▸ **Task instructions**: Scan the entries below and say how many lines contain "blurred". Write only the number.

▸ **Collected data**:
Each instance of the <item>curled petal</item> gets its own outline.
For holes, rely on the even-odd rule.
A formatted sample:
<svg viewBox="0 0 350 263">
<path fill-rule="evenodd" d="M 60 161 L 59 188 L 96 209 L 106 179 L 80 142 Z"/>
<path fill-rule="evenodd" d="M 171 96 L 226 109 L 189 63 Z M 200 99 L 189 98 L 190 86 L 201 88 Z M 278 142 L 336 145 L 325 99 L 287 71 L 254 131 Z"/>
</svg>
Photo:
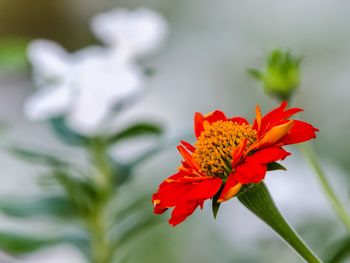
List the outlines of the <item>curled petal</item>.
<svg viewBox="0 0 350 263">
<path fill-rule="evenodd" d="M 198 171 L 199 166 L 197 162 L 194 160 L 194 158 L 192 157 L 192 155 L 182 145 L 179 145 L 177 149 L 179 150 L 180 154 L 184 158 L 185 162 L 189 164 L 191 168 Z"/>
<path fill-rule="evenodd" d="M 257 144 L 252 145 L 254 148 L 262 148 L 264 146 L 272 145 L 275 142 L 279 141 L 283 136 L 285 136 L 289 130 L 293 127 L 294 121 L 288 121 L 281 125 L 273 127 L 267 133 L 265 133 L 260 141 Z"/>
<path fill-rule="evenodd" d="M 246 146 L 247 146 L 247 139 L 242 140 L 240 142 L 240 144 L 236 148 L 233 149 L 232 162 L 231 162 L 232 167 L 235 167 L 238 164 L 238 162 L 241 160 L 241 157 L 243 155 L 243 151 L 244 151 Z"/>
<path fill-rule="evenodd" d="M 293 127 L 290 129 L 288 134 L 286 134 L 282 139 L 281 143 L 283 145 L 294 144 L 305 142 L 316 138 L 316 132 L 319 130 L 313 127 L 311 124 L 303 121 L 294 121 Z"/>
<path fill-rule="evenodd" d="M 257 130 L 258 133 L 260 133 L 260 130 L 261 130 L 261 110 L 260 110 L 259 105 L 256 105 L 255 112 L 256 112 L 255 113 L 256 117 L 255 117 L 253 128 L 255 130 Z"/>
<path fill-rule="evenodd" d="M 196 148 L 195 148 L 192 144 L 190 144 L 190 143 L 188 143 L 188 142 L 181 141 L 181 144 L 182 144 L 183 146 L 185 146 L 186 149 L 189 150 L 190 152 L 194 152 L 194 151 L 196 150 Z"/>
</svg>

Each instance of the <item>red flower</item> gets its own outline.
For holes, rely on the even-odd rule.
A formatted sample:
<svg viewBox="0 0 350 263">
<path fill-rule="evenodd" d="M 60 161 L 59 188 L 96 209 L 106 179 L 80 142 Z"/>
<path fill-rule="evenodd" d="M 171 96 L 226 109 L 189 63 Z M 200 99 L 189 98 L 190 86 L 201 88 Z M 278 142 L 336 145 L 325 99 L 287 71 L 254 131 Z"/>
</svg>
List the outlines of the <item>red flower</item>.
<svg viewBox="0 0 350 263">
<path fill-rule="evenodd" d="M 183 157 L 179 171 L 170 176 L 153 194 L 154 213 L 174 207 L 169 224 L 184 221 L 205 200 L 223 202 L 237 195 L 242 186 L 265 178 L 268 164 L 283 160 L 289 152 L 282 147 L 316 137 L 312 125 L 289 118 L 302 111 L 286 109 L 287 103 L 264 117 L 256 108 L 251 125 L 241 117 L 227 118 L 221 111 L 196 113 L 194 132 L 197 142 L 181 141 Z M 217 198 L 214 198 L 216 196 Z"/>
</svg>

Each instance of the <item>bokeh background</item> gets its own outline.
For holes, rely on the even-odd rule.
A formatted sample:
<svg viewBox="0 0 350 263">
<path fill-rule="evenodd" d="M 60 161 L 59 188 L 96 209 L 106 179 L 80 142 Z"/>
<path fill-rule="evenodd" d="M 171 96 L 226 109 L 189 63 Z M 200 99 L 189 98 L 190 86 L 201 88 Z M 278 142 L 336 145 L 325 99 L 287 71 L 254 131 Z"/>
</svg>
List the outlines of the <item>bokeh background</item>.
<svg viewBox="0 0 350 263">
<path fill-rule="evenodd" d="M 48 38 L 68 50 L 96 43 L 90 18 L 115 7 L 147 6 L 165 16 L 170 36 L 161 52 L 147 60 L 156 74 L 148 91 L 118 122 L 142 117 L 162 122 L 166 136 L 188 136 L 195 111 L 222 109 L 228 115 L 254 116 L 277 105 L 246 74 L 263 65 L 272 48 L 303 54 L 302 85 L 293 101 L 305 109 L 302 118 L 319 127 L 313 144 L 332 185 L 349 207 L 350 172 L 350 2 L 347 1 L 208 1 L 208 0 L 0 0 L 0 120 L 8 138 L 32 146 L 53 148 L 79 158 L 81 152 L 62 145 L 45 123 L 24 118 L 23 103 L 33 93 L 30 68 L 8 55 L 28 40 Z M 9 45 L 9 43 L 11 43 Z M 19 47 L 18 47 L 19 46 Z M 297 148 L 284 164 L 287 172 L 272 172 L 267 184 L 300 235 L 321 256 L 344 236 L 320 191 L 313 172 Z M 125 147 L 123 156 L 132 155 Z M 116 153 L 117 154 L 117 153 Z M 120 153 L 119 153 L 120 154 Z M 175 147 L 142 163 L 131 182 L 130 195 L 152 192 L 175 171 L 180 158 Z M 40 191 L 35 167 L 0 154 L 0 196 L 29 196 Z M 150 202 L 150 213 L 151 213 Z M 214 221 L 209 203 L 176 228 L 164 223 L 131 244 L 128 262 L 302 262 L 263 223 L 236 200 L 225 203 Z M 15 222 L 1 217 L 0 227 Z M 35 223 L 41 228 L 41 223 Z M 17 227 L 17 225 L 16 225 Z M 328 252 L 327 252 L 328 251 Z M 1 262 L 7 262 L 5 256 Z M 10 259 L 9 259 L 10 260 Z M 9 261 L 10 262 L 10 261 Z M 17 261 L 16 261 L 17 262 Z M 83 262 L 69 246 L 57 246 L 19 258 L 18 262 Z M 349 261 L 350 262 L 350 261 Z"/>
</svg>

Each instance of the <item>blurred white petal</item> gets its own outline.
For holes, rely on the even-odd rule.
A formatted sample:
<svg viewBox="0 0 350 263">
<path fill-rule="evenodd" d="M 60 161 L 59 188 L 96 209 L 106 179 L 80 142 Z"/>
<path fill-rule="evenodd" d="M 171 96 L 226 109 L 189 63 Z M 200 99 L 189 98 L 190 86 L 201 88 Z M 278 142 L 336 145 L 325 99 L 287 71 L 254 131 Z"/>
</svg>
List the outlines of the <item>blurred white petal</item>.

▸ **Solution to this problem**: 2